Entries taken from a collection:
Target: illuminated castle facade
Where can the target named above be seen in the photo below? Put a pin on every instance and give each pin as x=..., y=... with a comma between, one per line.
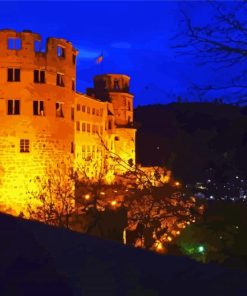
x=44, y=121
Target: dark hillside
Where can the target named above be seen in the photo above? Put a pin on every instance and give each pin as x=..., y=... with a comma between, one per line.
x=190, y=138
x=41, y=260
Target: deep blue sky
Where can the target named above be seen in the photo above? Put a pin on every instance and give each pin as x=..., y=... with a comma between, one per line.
x=135, y=37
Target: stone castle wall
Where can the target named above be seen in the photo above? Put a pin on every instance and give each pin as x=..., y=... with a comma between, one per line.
x=50, y=137
x=85, y=130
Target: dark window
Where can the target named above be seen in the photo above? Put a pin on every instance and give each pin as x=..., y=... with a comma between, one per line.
x=60, y=79
x=109, y=124
x=39, y=76
x=59, y=109
x=38, y=108
x=72, y=148
x=13, y=107
x=72, y=113
x=24, y=145
x=37, y=46
x=78, y=126
x=14, y=43
x=116, y=84
x=83, y=126
x=14, y=74
x=61, y=52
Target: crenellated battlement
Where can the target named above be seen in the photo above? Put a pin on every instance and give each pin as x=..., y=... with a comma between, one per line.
x=44, y=121
x=27, y=49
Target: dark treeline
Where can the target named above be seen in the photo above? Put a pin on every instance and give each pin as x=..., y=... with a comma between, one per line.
x=191, y=138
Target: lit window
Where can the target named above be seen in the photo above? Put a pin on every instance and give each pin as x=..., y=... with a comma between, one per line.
x=14, y=75
x=72, y=113
x=83, y=127
x=38, y=108
x=83, y=151
x=39, y=76
x=14, y=43
x=24, y=145
x=78, y=126
x=109, y=124
x=13, y=107
x=116, y=84
x=59, y=109
x=73, y=58
x=72, y=147
x=60, y=79
x=61, y=51
x=37, y=46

Work to complete:
Repeat the full set of records exactly, and output no pictures.

Task response:
Target: illuminated castle facade
Where can the target named above be seen in the photo below? Put a pin on every instance and give each pin as x=..., y=... with a comma between, one per line.
x=44, y=121
Target: dark hillside
Where can the target named above be seen in the photo above? Put a pin on every instance and give each pin as x=..., y=... with a comma between, one per line.
x=190, y=138
x=41, y=260
Target: deep blue sky
Where can the target named above be seen in the photo above? Put a pin on every instance and give each pin as x=..., y=... with a comma between, one per line.
x=135, y=37
Target: stone castle wall
Where can the target named above be seen in the photo above? Put a pin on every instance and give each pin as x=..., y=... with a comma between, one per line.
x=50, y=137
x=85, y=130
Target: dark window
Where can the target named above be seen in the photo above? Put a pin on every instance and give each pin as x=..., y=... with a comma between, one per line.
x=60, y=79
x=109, y=124
x=39, y=76
x=59, y=109
x=38, y=108
x=72, y=148
x=13, y=107
x=72, y=113
x=24, y=145
x=37, y=46
x=78, y=126
x=14, y=43
x=116, y=84
x=83, y=126
x=14, y=74
x=61, y=52
Target: crenellated battlement
Where can the target named above be seen in the photo above? Put a pin on every instance and give each pin as x=..., y=... with a comma between, one per line.
x=44, y=121
x=27, y=49
Target: dark treeline
Where can the target named above be seen in the photo above? Put a pin on every instance and give each pin as x=..., y=... with a comma between, one per line.
x=191, y=138
Target: lit window
Where can the target named above be seen in the photo above? Put a pin on every instance and give each pin as x=..., y=... with a comma between, one per line.
x=14, y=75
x=72, y=113
x=83, y=127
x=38, y=108
x=83, y=151
x=39, y=76
x=14, y=43
x=24, y=145
x=78, y=126
x=109, y=124
x=13, y=107
x=116, y=84
x=59, y=109
x=73, y=58
x=72, y=147
x=60, y=79
x=61, y=51
x=37, y=46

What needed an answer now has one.